[Text extract]
[Date Prev][Date Next][Thread Prev][Thread Next][Date Index][Thread Index]

[Fwd: Fwd: Unicode support]



 




----------  Перенаправленное сообщение  ----------
Subject: Unicode support
Date: Sat, 10 Jul 1999 19:53:07 +0100
From: Markus Kuhn <Markus.Kuhn@cl.cam.ac.uk>


Peter Novodvorsky wrote on 1999-07-10 16:13 UTC:
> Can anybody tell me, does Unicode work in current 3.9 version?
> I mean Unicode locale support. Does anyone work on it, and
> what is still has to be done?

The only Unicode support in 3.9 so far is

  - There are now some ISO10646-1 encoded fonts (6x13, ClearlyU,
    other fixed and B&H fonts will follow shortly)

[Problem A] Report each line of the records that contains the string "engine", treating uppercase and lowercase letters as different.
The records that come next are unrelated to the message about Unicode support.

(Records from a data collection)
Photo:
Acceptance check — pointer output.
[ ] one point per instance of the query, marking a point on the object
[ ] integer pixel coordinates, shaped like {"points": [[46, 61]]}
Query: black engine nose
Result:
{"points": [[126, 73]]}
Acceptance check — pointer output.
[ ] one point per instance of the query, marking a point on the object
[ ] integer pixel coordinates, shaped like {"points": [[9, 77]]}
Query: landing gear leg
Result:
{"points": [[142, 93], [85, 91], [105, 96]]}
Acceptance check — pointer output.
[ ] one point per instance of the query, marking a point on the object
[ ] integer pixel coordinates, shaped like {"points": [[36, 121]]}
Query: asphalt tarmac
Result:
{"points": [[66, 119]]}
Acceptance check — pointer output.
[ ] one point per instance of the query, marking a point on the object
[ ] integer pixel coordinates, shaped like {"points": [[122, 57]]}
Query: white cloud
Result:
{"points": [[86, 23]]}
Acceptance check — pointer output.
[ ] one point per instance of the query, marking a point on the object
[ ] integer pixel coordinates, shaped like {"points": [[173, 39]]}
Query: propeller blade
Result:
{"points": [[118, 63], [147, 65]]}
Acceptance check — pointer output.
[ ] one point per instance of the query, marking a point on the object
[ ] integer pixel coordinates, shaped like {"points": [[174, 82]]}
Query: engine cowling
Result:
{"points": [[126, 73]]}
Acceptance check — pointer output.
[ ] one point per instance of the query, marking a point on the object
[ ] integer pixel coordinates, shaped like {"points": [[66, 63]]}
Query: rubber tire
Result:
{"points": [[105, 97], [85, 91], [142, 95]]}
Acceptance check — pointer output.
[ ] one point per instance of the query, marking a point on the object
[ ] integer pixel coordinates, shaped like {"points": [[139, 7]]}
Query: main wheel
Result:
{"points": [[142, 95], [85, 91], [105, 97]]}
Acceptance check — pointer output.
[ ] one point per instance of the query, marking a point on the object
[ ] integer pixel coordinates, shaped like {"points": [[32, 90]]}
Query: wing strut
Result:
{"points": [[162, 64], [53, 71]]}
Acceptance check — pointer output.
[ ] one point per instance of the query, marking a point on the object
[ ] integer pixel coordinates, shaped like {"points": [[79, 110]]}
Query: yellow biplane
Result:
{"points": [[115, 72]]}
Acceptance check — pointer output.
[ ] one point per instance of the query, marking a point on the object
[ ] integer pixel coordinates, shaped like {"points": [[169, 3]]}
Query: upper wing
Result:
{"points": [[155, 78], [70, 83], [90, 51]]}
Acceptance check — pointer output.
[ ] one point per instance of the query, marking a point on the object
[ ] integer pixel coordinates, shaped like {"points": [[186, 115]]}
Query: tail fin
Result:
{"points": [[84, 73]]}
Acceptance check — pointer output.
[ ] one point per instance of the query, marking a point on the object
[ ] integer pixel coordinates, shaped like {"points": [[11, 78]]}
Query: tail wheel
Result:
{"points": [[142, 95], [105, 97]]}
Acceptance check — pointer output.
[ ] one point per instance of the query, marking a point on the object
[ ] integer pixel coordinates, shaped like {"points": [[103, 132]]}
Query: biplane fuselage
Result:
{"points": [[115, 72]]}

[Problem B] In the message about Unicode support, what encoding is named for the fonts that are now available in version 3.9?

[Reply A]
Query: black engine nose
Query: engine cowling

[Reply B] ISO10646-1